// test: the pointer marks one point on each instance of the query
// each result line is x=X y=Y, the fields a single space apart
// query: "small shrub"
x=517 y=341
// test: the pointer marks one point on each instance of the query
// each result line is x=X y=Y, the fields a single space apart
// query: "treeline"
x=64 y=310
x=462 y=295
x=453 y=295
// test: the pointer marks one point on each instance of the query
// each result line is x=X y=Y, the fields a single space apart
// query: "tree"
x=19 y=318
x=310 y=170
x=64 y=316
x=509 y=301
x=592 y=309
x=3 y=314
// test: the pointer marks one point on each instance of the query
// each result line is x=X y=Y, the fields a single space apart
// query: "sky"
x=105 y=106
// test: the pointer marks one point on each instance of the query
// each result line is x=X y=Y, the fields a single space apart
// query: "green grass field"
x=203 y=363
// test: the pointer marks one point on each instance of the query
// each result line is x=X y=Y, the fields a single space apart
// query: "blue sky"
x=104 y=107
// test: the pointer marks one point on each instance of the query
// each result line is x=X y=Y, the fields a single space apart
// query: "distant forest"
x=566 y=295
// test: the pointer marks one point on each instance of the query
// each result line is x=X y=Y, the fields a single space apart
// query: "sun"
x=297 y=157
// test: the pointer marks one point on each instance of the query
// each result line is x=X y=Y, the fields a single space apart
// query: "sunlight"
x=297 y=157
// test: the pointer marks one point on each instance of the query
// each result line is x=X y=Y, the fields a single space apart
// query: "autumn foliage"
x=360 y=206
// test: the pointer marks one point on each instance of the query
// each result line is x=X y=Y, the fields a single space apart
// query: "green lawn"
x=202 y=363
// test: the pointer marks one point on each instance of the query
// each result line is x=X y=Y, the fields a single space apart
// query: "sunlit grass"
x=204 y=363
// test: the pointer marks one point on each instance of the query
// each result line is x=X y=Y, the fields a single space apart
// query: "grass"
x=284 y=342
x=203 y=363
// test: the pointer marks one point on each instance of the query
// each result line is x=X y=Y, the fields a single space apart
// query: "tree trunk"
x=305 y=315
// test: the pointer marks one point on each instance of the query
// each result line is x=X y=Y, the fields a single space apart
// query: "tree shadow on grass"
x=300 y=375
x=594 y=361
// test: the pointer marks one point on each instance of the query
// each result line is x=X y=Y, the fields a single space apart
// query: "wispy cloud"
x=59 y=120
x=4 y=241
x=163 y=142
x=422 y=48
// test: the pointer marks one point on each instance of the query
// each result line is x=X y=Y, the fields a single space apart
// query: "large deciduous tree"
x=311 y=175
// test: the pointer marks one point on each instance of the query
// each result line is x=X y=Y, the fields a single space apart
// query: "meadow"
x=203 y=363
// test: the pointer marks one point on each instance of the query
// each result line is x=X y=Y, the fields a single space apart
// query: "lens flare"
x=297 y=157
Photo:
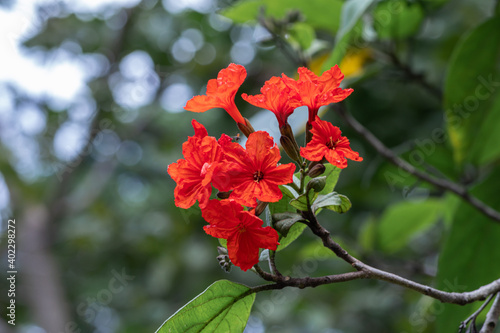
_____
* **EXERCISE TASK**:
Locate every line in the records above that contains the word "green" and copy each such line. Case counts when matching.

* **THE SOLUTION**:
// query: "green grass field"
// query: "green lawn"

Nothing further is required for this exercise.